Reproduce all of the records below with every "Target" changed to "Object" and nothing else altered. Omit the pictures from your copy.

======== Input material

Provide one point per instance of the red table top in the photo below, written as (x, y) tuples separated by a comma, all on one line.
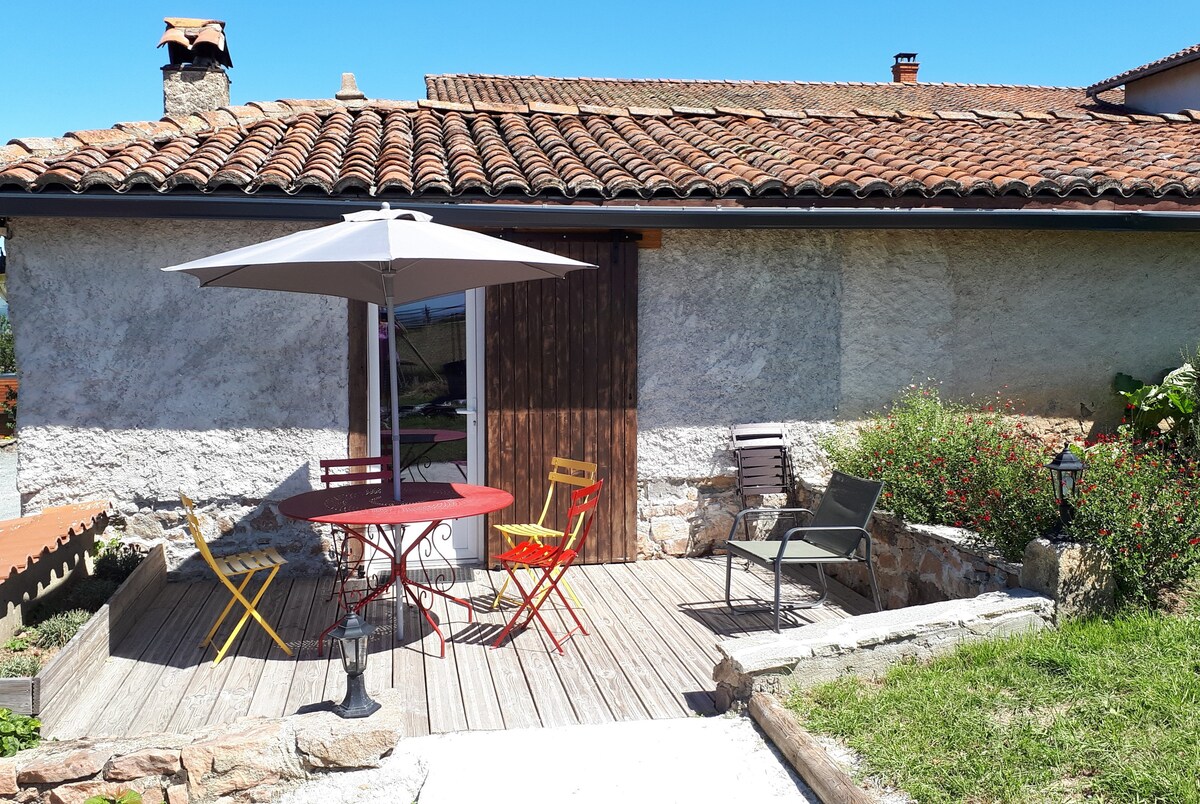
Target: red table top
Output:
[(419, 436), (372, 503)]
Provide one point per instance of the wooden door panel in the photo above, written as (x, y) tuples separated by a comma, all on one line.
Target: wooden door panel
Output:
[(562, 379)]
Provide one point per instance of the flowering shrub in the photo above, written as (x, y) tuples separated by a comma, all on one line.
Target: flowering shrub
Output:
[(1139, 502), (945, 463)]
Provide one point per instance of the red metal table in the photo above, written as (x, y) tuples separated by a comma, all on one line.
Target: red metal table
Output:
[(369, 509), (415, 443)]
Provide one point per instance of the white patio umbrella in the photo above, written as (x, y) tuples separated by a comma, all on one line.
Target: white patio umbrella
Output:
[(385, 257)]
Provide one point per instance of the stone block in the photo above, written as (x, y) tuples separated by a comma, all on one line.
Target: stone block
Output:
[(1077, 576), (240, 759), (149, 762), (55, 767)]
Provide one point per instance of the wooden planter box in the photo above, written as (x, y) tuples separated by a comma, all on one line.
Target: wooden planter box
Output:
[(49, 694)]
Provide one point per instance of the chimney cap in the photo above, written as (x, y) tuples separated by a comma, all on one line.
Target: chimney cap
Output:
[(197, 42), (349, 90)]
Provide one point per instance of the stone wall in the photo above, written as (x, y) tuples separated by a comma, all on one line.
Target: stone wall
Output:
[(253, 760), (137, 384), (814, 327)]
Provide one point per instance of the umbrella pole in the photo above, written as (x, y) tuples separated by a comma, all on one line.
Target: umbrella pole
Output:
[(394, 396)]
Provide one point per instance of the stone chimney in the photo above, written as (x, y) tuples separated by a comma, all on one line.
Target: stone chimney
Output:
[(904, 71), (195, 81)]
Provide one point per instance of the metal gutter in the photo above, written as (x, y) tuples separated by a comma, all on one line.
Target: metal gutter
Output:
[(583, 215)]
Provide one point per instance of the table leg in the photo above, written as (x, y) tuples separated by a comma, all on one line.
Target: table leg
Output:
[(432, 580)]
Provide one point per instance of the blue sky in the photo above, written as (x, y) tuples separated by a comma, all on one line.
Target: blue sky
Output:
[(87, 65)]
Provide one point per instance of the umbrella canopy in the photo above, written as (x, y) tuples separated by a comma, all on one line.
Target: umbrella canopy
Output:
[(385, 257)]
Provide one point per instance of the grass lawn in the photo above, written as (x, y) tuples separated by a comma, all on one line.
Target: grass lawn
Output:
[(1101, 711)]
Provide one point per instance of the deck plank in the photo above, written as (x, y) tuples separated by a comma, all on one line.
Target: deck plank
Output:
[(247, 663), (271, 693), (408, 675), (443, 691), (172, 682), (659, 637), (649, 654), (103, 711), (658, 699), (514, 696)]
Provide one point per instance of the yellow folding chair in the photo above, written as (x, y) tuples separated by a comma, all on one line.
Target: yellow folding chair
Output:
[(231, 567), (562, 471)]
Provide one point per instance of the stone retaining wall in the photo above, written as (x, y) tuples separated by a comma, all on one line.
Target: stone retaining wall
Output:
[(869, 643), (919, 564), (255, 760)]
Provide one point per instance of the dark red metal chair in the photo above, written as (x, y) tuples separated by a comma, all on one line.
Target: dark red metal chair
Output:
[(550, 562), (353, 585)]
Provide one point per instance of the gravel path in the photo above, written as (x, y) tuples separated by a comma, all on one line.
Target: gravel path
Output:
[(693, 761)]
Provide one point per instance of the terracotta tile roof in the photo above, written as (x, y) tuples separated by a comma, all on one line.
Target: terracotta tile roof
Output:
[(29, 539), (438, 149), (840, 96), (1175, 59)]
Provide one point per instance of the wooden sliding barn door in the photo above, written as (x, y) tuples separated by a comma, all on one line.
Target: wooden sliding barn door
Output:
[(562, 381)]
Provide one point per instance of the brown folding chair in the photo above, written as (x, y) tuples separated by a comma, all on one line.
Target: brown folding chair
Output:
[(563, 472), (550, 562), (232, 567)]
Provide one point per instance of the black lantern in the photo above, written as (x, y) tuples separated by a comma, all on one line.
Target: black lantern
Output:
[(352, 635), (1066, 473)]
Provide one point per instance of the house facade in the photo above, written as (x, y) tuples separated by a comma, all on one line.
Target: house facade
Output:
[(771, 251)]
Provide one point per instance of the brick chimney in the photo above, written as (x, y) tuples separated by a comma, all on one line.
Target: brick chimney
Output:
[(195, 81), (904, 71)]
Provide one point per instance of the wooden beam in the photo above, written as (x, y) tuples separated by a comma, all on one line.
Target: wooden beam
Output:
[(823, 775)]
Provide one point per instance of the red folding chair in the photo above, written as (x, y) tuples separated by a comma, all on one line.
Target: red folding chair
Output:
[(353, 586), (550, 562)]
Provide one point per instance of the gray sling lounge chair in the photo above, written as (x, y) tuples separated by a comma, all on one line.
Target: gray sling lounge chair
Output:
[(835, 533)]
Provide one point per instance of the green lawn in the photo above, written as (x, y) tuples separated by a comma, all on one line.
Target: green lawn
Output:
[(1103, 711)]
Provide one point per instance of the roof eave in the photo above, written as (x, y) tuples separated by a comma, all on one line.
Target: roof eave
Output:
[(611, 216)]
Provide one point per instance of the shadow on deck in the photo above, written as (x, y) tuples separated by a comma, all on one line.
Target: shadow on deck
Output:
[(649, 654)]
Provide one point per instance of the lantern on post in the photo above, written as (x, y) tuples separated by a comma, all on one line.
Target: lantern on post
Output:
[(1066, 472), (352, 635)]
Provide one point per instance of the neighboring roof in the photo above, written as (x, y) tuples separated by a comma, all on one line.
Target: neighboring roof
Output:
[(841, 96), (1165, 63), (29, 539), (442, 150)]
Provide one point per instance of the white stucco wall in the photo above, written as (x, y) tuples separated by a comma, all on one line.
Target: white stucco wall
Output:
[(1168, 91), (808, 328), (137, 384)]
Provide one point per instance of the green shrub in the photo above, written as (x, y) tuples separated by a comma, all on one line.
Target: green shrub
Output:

================

**Result below:**
Provide one point per instance of the red table top in the photo below, written as (x, y) tuples separated by a comma, all on one line.
Object: red table top
Output:
[(419, 436), (372, 503)]
Provide one point per instance of the wooden door panel in the photo above, written as (x, y) tuples separated by a comma, all on one line.
Object: wooden door panel
Output:
[(562, 379)]
Provide one point per instance of the flowering shrub in the photo above, written as (x, y) tuples separated by a comma, all on one line.
Object: flowering shrub
Output:
[(1139, 502), (945, 463)]
Provide one point per instance of the red metal table in the photo above, written as (x, y) tuples separated by a comma, all on one line.
Object: red metal table
Output:
[(369, 509), (415, 443)]
Provide one point per instance of the white patio umbrella in the photo above, written as (x, y) tuples separated by a comma, all on one line.
Object: white patio umbrella
Output:
[(385, 257)]
Provide one point per instance of the stone block in the photo above, written as (x, y) tuples separated by a comma, all on one line.
Object: stone block
Output:
[(1077, 576), (240, 759), (149, 762), (55, 767)]
Provide one point per instance of the wooden planter box in the photo above, written as (x, y) tuples separated by a comma, all on one line.
Object: wooden planter box
Output:
[(49, 694)]
Provide one point per instance of the chimney cap in the photo above, written as (x, y) tuples separated by a comma, all on one line.
Object: chimney cap
Output:
[(197, 42), (349, 90)]
Provide one point per instance of the stone wall in the photo above, written as (x, y) tuples separated by a comma, all on one line.
Object: stone wall
Output:
[(253, 760), (137, 384), (814, 327)]
Provide one point per instance of the umbrella pole in the photo above, written as (x, y) tuples separated by a comma, all on one line.
Object: umbrella pole
Output:
[(394, 396)]
Provide one point per instance of the stone chimney in the photo above, written as (x, y) tuples separated by a comma, all on one line.
Object: stone chimney
Output:
[(904, 71), (195, 81)]
Provide one point per instance of the metal gutter in the photo above, written as (x, y) tuples separated by a comma, all on one line.
Object: metal gutter
Output:
[(583, 215)]
Provide one point per instance of the table leg in the photo above, written as (x, y) tuples separated by a comma, all on one line.
Object: table leg
Output:
[(432, 580)]
Provide one point per instance of the blue sky in the photo above, written as (x, y) tuples separated by a comma, all on one line.
Object: blue sky
Output:
[(87, 65)]
Provide one point per instance of the umbrella canopy in the photo above, written as (x, y) tuples separated by a comma, all on one line.
Object: umbrella canopy
Output:
[(385, 257)]
Provide one point per instance of the grass lawn in the photo above, written as (x, y) tuples separated by a comma, all on one line.
Object: grass lawn
Output:
[(1101, 711)]
Provide one point per instance of the deck plank in the photo above, written as (x, y) tuples separated by a comma, all on one line.
Object: deck plank
Output:
[(247, 663), (271, 693), (408, 675), (443, 691), (172, 682), (659, 637), (649, 654), (103, 711), (658, 699), (514, 696)]
Provide one point per instance of the yellow folding chair in the photo above, written as (x, y) tuples separated by a comma, all on one line.
Object: yellow folding chair
Output:
[(231, 567), (562, 471)]
Provide one point per instance of the stone retaining wall in the photo above, written as (x, y) tuples separated by a comma, all on one line.
Object: stone retaining wall
Output:
[(869, 643), (919, 564), (255, 760)]
Provide one point per instance of the dark red metal chair in the photo above, written as (x, y) tuples separated by a comma, all on one line.
Object: dark red metal chair
Output:
[(550, 562), (353, 585)]
Provide one point per instance of the gravel path in the photo above, written as (x, y) tuples separated by a comma, all on one line.
Object: gravel path
Output:
[(693, 761)]
Provide one point per instance of the terracotta tile roof in the photo above, written as (x, y) tuples separated by a comma, all on one line.
Object: terracotta tile roof
Output:
[(29, 539), (438, 149), (840, 96), (1175, 59)]
Provide one point per instance of the wooden sliding barn door in the photo above, written as (x, y) tuples separated by a comma, all on one line.
Object: wooden sliding barn door
Output:
[(562, 381)]
Provide one point per instance of the brown folding chair in the photo above, written as (x, y) tuples separated by a comma, all on one line.
Object: brown folding chair
Output:
[(563, 472), (550, 562), (232, 567)]
Provide one point per instance of the black lantern in the photo above, written as (x, y) tuples separated by a comma, all on one line.
Object: black lantern
Output:
[(352, 635), (1066, 473)]
Provide one point per instance of the house facade in the photo above, written as (x, y) tuples separated by a comma, all on one line.
Object: house facade
Output:
[(771, 251)]
Provide one point per instance of the brick chimney in the photo above, written as (x, y) tuples separated by a comma, all on one line.
Object: brick chimney
Output:
[(195, 81), (904, 71)]
Provide one point per instance of the wooden beam in the photo above, written as (x, y) tuples separated by a comma, all on one line.
Object: wooden beam
Output:
[(823, 775)]
Provide one point per instance of the red folding chair in the photo above, written as (x, y) tuples separated by a comma, all on one line.
Object: red folding chair
Output:
[(353, 586), (550, 562)]
Provide one point per instance of the gray sling lounge chair in the photo above, written as (x, y) tuples separated by a comma, all on one line.
Object: gray sling lounge chair
Output:
[(835, 533)]
Provide one point per instance of the green lawn in the photo above, written as (x, y) tuples separated by a comma, all on one line.
Object: green lawn
Output:
[(1103, 711)]
Provide one point per instance of the roof eave in the photo above, written as (x, y) tuples separated by a comma, all on one line.
Object: roof eave
Output:
[(611, 216)]
Provide one point per instance of the shadow on deck in the photo above, written as (x, y) tuples separated by a comma, all on one line.
Object: shadow on deck
Output:
[(649, 654)]
Provide one point per instance of the lantern on post in the photo above, written as (x, y) tuples separated by a comma, all on one line.
Object: lantern on post
Output:
[(1066, 472), (352, 635)]
Provide one point per instance of the neighboring roof in the photo above, written as (x, y) tuples separated by a comma, all on one line.
Object: neighboring roof
Output:
[(841, 96), (1165, 63), (29, 539), (442, 150)]
Provide one point per instance of the white stucco wall in the photo above, written as (x, y) tuples separated by a comma, all on one line.
Object: white stucco wall
Output:
[(1168, 91), (808, 328), (137, 384)]
Provide one point per instance of the green shrub in the photo above, written as (x, y) tuples separated by a comma, all on one line.
Object: green shrub
Output:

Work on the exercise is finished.